**Consigne:** Pouvez-vous réécrire plus brièvement le paragraphe de l'extrait sur les films catastrophes japonais qui commence par « Conçus comme des produits de marketing », en conservant ses faits principaux ?

**Extrait du document:**
================================

C'est précisément la vogue des films catastrophes hollywoodiens qui a relancé un genre moribond au Japon, où le public est toujours fasciné par les plus inimaginables cataclysmes, dont l'attente réelle est son lot quotidien. Les producteurs ont donc lancé des films plus ambitieux, mais tout aussi indigents dans la réalisation, tirés de best-sellers ultra populaires. Une des plus grosses recettes d'après-guerre fut par exemple La Submersion du Japon (Toho , 1973), adapté d'un roman à succès qui eut un très grand succès auprès des Japonais. Il arriva à ce film la même aventure qu'à Godzilla vingt ans auparavant-: la société américaine New World Pictures racheta le film à la Toho, pratiqua des coupes importantes, ajouta des, pour le distribuer en 1975, avec succès, sous le titre de Tidal wave. En France, sorti tel quel, avec ses niaiseries et ses longueurs, La Submersion du Japon coula bel et bien au box-office.

Conçus comme des produits de marketing, sans la moindre parcelle d'une conception artistique ou " morale », ces films, vite oubliés après avoir rempli leur contrat au box office, n'ont même pas les qualités techniques de leurs homologues américains, tout au plus le coté kitsch renforcé par le sérieux avoué de l'entreprise: la catastrophe, c'est le film même.

Si ces films ont rencontré un grand succès public, les critiques n'ont par contre jamais été excellentes, loin de là, jugeant âprement le scénario, mais reconnaissant souvent les qualités visuelles de ces films plus ou moins déconcertants .

================================

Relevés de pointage
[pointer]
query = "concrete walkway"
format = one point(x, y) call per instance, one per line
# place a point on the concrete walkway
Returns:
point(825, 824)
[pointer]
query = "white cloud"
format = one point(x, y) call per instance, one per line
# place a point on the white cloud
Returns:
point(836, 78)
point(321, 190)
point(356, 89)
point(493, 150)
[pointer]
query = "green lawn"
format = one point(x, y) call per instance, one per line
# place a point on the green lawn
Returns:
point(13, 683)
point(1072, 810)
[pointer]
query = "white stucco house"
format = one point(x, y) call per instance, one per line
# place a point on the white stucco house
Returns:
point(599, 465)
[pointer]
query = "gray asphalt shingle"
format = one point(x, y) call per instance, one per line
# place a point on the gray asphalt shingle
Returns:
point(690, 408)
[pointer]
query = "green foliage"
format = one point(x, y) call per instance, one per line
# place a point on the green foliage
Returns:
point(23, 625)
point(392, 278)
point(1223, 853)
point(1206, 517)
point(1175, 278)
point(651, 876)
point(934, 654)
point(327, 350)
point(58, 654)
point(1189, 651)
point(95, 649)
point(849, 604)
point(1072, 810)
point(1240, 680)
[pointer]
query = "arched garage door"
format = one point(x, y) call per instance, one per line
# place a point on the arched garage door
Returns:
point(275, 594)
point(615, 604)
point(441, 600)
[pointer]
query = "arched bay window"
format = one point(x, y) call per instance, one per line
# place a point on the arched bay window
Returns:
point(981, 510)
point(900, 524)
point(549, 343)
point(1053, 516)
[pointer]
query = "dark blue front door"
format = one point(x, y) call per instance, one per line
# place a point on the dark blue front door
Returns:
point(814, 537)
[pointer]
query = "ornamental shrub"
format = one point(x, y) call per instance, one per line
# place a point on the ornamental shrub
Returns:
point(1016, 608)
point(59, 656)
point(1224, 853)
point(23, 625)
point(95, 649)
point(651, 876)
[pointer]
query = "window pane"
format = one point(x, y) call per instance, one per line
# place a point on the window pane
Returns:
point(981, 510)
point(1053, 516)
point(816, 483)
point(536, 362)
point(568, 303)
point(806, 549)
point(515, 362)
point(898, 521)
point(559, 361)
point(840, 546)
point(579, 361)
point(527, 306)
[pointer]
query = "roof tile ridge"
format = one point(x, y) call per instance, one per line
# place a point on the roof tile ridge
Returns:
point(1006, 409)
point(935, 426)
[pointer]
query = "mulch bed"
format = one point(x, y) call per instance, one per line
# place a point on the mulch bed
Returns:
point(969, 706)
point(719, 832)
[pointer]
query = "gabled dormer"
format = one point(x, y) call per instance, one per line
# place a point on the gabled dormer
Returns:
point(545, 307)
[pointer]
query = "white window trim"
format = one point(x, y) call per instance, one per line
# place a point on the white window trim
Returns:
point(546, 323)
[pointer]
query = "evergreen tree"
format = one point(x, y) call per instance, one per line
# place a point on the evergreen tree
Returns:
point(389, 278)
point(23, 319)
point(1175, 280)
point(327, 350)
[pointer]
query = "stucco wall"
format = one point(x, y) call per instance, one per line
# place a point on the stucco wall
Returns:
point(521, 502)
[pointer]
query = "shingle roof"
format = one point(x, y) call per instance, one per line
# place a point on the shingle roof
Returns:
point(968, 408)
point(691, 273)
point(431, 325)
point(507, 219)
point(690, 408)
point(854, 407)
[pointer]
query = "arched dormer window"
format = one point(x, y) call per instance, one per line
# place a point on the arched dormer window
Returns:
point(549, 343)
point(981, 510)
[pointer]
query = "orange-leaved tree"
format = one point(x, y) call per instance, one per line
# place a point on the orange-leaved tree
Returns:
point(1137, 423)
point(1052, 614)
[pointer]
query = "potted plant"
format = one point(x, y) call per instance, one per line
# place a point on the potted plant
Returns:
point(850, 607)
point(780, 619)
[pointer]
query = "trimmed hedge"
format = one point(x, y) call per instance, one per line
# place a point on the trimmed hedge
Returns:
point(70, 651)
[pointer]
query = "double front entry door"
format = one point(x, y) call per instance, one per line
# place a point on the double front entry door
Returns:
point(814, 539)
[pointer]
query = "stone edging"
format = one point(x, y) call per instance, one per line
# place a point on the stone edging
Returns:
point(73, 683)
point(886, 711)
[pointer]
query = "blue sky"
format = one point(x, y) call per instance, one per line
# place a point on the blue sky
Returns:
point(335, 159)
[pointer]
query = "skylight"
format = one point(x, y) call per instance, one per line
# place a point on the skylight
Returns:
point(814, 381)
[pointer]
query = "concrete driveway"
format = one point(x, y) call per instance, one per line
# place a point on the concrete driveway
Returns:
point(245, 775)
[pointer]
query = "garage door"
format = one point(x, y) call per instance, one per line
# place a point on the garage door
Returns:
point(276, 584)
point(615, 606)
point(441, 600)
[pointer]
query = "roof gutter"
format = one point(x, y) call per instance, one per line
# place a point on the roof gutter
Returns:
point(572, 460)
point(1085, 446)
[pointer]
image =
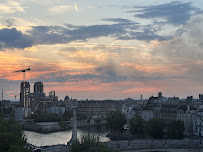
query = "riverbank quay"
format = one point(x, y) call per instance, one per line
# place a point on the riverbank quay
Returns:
point(142, 146)
point(55, 148)
point(156, 145)
point(46, 127)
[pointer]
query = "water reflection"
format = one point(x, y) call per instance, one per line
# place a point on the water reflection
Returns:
point(40, 139)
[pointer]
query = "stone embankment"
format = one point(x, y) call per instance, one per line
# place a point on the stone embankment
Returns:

================================

**Résultat:** Ces films, pensés uniquement comme des produits commerciaux, sans ambition artistique ni morale, sont vite oubliés une fois leur rentabilité assurée. Ils n'égalent même pas la technique des films américains et n'offrent guère qu'un côté kitsch, accentué par leur sérieux affiché : la catastrophe, c'est le film lui-même.